**Saved entries**:
================
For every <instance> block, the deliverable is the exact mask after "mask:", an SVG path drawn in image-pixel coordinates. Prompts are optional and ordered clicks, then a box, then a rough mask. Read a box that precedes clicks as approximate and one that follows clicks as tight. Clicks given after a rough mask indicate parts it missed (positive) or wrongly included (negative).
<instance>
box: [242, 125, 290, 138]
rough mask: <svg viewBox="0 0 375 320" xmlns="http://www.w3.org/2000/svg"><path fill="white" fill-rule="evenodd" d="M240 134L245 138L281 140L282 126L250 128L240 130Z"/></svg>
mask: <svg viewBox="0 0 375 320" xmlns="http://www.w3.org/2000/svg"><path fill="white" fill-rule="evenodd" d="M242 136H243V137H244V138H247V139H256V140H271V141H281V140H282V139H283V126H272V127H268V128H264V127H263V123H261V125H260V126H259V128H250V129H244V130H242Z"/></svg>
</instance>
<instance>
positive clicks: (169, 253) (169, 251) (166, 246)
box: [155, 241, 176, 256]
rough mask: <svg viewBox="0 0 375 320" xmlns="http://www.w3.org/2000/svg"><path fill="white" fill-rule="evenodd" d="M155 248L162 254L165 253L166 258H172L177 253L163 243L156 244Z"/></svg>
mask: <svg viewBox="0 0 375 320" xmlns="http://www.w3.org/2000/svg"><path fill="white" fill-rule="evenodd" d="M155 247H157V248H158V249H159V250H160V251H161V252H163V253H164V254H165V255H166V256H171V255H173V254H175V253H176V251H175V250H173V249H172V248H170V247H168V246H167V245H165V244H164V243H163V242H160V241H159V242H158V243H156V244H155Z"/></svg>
================
**TASK TO CARRY OUT**: Beginning at the line with "</instance>" and ending at the line with "box: [155, 241, 176, 256]", reproduce each line of the data above exactly, and add no other lines.

**RESPONSE TO THIS TASK**:
</instance>
<instance>
positive clicks: (169, 253) (169, 251) (166, 246)
box: [155, 241, 176, 256]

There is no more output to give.